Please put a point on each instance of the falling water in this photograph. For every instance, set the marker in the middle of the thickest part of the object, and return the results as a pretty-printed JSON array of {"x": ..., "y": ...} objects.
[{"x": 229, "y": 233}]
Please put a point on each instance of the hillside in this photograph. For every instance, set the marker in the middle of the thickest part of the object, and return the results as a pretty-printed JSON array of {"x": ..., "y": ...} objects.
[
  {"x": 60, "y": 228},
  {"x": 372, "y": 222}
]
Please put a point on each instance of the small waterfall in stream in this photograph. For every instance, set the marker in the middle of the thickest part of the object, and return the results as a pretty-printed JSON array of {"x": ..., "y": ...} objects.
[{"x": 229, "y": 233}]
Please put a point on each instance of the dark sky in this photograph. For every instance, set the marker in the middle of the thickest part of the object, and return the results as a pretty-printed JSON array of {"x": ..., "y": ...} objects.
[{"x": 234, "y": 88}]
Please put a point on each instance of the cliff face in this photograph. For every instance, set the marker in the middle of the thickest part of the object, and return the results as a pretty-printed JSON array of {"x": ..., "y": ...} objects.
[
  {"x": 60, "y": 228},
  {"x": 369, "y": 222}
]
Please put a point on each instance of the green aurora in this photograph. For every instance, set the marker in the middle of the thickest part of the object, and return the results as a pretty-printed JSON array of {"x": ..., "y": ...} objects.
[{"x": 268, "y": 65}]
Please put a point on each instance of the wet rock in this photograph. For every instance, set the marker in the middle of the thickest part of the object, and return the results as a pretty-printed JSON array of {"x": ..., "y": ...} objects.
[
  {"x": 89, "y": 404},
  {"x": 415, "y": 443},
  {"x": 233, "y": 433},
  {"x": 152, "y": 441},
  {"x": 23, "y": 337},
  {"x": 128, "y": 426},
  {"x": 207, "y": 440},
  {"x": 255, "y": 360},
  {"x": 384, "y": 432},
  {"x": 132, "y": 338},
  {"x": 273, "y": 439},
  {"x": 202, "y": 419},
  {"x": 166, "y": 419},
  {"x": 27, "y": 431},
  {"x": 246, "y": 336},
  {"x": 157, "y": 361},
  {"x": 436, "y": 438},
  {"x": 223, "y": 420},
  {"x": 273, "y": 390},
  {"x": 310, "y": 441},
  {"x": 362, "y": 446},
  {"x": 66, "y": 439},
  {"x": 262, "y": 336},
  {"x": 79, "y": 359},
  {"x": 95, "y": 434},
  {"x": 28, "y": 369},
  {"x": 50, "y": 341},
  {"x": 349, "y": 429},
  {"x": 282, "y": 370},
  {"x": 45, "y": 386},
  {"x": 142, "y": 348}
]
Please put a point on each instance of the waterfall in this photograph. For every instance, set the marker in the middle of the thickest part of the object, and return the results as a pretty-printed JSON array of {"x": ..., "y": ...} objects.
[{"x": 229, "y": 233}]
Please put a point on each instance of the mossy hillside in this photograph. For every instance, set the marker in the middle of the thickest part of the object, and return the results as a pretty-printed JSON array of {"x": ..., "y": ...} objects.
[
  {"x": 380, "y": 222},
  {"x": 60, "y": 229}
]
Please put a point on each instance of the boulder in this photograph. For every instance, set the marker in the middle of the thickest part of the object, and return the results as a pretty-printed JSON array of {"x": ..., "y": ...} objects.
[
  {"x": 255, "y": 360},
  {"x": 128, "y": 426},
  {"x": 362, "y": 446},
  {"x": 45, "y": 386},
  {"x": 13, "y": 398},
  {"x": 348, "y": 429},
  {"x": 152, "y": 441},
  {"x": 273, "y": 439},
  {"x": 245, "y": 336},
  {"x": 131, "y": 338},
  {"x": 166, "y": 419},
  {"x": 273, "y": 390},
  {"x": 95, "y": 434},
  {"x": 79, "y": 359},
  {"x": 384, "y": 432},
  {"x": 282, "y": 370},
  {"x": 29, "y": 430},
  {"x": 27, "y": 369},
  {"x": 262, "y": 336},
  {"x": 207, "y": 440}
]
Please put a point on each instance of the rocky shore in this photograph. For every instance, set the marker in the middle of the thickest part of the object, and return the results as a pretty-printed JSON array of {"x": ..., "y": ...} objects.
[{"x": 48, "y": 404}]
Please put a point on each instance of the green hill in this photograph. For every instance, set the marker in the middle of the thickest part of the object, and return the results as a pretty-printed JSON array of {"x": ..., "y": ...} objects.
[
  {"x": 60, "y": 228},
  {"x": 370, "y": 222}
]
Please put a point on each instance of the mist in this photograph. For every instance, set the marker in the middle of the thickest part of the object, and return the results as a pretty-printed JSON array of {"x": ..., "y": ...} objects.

:::::

Copy out all of the records above line for line, with no changes.

(Complete response):
Please put a point on each instance of the falling water in this photograph. For every instance, set the marker in the middle of the thickest part of the object, and return the results as a pretty-printed JSON array of {"x": ..., "y": ...} objects.
[{"x": 229, "y": 233}]
Please put a point on each instance of the hillside in this photograph. For every instance, set the marker in the middle of the thickest part of the object, and return the results as a pretty-printed JSON array of {"x": ..., "y": ...} objects.
[
  {"x": 60, "y": 228},
  {"x": 372, "y": 222}
]
Please put a point on each instance of the small waterfall in stream in this photograph. For every instance, set the marker in the middle of the thickest part of the object, and return the results as a pretty-printed JSON array of {"x": ..., "y": ...} objects.
[{"x": 229, "y": 233}]
Please put a point on each instance of the dark sky in this photograph. For every instance, set the marker in the middle of the thickest part of the object, and return the results as a pretty-printed JSON array of {"x": ..., "y": ...} objects.
[{"x": 234, "y": 88}]
Please put a point on each instance of the cliff face in this photograph. For every instance, set the marker in the middle of the thickest part of the object, and return the results as a pretty-printed JSON array of {"x": ..., "y": ...} objects.
[
  {"x": 60, "y": 228},
  {"x": 369, "y": 222}
]
Please put a point on each instance of the green aurora in this photograph. For every instance, set the marker in the middle of the thickest part of the object, and return the results as a pretty-printed JSON array of {"x": ..., "y": ...} objects.
[{"x": 268, "y": 65}]
Please put a point on each instance of the wet rock in this photograph. For every instance, set the marker in the middle of the thickest part of the object, and return the results as a pretty-printed JSON array of {"x": ..., "y": ...} objects.
[
  {"x": 89, "y": 404},
  {"x": 415, "y": 443},
  {"x": 233, "y": 433},
  {"x": 152, "y": 441},
  {"x": 23, "y": 337},
  {"x": 128, "y": 426},
  {"x": 207, "y": 440},
  {"x": 255, "y": 360},
  {"x": 384, "y": 432},
  {"x": 132, "y": 338},
  {"x": 273, "y": 439},
  {"x": 202, "y": 419},
  {"x": 166, "y": 419},
  {"x": 27, "y": 431},
  {"x": 246, "y": 336},
  {"x": 157, "y": 361},
  {"x": 436, "y": 438},
  {"x": 223, "y": 420},
  {"x": 273, "y": 390},
  {"x": 310, "y": 441},
  {"x": 362, "y": 446},
  {"x": 66, "y": 439},
  {"x": 262, "y": 336},
  {"x": 79, "y": 359},
  {"x": 95, "y": 434},
  {"x": 28, "y": 369},
  {"x": 50, "y": 341},
  {"x": 349, "y": 429},
  {"x": 282, "y": 370},
  {"x": 45, "y": 386},
  {"x": 142, "y": 348}
]
Please put a point on each instance of the waterfall in this photograph. For every instance, set the marker in the middle of the thickest part of the object, and return the results as a pretty-printed JSON array of {"x": ..., "y": ...} objects.
[{"x": 229, "y": 233}]
Please put a point on each instance of the mossy hillside in this photograph. For every instance, set the marker in the middle of the thickest part of the object, and return the results as a pretty-printed JSON array of {"x": ..., "y": ...} objects.
[
  {"x": 380, "y": 222},
  {"x": 60, "y": 229}
]
Please put a point on each instance of the boulder in this photograph. For every instance, set the marker in the middle of the thickest part of the object, and return the results as a pretty-printed JSON array of {"x": ..., "y": ...} objects.
[
  {"x": 255, "y": 360},
  {"x": 128, "y": 426},
  {"x": 362, "y": 446},
  {"x": 45, "y": 386},
  {"x": 13, "y": 398},
  {"x": 348, "y": 429},
  {"x": 152, "y": 441},
  {"x": 273, "y": 439},
  {"x": 245, "y": 336},
  {"x": 131, "y": 338},
  {"x": 166, "y": 419},
  {"x": 273, "y": 390},
  {"x": 95, "y": 434},
  {"x": 79, "y": 359},
  {"x": 384, "y": 432},
  {"x": 282, "y": 370},
  {"x": 29, "y": 430},
  {"x": 27, "y": 369},
  {"x": 262, "y": 336},
  {"x": 207, "y": 440}
]
Please put a point on each instance of the rocky shore in this photograph. For every instance, set the marker in the middle of the thickest part of the object, and return the results as a pretty-printed JSON array of {"x": ..., "y": ...} objects.
[{"x": 48, "y": 404}]
Please put a point on each instance of the green hill in this photograph. For every instance, set the marker in the middle of the thickest part of the object, and return the results as a pretty-printed JSON array of {"x": ..., "y": ...} objects.
[
  {"x": 60, "y": 228},
  {"x": 370, "y": 222}
]
Please put a point on each instance of the mist in this photograph. For every instance, set the marker in the middle of the thickest part of the object, and return the results as a pretty-printed JSON array of {"x": ..., "y": ...} objects.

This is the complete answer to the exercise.